◆ **Challenge**: In the records below, write out verbatim every line from the one containing "of the stucco" through the one containing "column 366, row 129", inclusive.

◆ **Rows**:
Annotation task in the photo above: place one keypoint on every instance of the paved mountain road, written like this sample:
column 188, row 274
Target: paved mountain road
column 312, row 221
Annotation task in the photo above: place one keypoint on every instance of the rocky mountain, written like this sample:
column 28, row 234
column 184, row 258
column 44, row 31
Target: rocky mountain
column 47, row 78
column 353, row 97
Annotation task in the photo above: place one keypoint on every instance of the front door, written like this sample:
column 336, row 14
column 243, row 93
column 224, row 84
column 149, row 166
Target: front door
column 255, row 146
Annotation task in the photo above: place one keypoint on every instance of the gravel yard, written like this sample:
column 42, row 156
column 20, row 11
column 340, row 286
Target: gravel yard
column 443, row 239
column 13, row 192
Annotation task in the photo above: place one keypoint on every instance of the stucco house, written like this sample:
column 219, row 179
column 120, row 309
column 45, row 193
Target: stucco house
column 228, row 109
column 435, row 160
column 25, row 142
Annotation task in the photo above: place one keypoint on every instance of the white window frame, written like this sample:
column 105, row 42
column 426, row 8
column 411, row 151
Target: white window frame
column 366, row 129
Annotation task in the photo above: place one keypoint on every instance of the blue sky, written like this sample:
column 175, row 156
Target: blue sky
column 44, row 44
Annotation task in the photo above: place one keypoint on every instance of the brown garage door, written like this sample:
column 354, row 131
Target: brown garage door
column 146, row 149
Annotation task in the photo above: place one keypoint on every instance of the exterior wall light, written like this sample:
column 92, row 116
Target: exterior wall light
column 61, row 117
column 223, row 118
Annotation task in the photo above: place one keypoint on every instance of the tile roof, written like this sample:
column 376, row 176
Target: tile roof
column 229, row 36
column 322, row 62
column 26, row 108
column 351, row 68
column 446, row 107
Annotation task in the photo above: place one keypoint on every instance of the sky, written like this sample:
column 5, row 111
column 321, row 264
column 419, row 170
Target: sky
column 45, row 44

◆ **Written reply**:
Annotation task in the photo above: place one keypoint on every instance of the stucco house, written like this sample:
column 219, row 179
column 120, row 309
column 45, row 193
Target: stucco house
column 228, row 109
column 435, row 160
column 25, row 142
Annotation task in the photo above: place one keypoint on every instance of the white window frame, written like this sample:
column 105, row 42
column 426, row 8
column 411, row 151
Target: white window frame
column 366, row 129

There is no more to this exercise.